(Предложенный текст)

Так что вполне логично было ожидать в 2014-м чего-то вроде французской реставрации. Ряд экспертов (и автор этих строк в том числе) предполагал, что точкой перелома окажется Олимпиада в Сочи. Но там все было сделано четко и гладко. Катализатором поворота оказалась Украина.
Реперные точки
Тут необходимо зафиксировать три важных факта, без осознания которых невозможно понять суть происходящего.
Первый – про Украину. Русские интеллигенты и американские бюрократы уверены, что Россия и Украина – разные страны. И потому все время норовят свернуть в «российско-украинский конфликт». Однако реальность такова, что это не разные страны, а части одной страны (ну или, если хотите, одного мира), в которых волею случая образовались отдельные государства. Поэтому все происходящее в одной части неминуемо сказывается на другой. И Россия не может отстраненно наблюдать за тем, что происходит на Украине.

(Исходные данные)
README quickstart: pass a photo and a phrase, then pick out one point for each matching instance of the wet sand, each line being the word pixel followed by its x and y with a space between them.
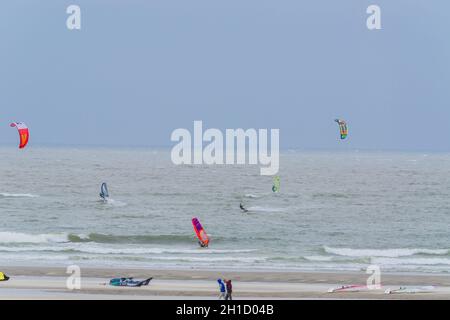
pixel 50 283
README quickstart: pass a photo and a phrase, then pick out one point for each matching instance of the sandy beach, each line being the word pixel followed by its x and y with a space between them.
pixel 50 283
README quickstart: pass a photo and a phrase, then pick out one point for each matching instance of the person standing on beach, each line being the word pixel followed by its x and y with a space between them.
pixel 222 294
pixel 229 290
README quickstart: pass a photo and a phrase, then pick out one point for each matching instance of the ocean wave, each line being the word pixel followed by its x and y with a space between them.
pixel 318 258
pixel 264 209
pixel 114 203
pixel 82 248
pixel 17 237
pixel 411 261
pixel 18 195
pixel 131 239
pixel 392 253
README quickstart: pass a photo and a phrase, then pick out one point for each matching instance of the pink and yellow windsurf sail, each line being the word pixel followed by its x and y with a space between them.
pixel 24 133
pixel 200 232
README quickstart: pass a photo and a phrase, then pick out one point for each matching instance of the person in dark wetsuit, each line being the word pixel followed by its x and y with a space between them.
pixel 229 287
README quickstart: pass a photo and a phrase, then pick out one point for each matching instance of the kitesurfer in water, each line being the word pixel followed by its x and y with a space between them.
pixel 222 289
pixel 104 192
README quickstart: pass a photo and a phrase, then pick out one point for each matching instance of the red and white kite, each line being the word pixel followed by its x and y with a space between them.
pixel 24 134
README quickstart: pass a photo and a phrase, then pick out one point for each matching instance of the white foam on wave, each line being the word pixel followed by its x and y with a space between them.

(Задание)
Что, согласно предложенному тексту, оказалось катализатором поворота? Материалы для этой работы не понадобятся.

(Ответ к заданию)
Катализатором поворота оказалась Украина.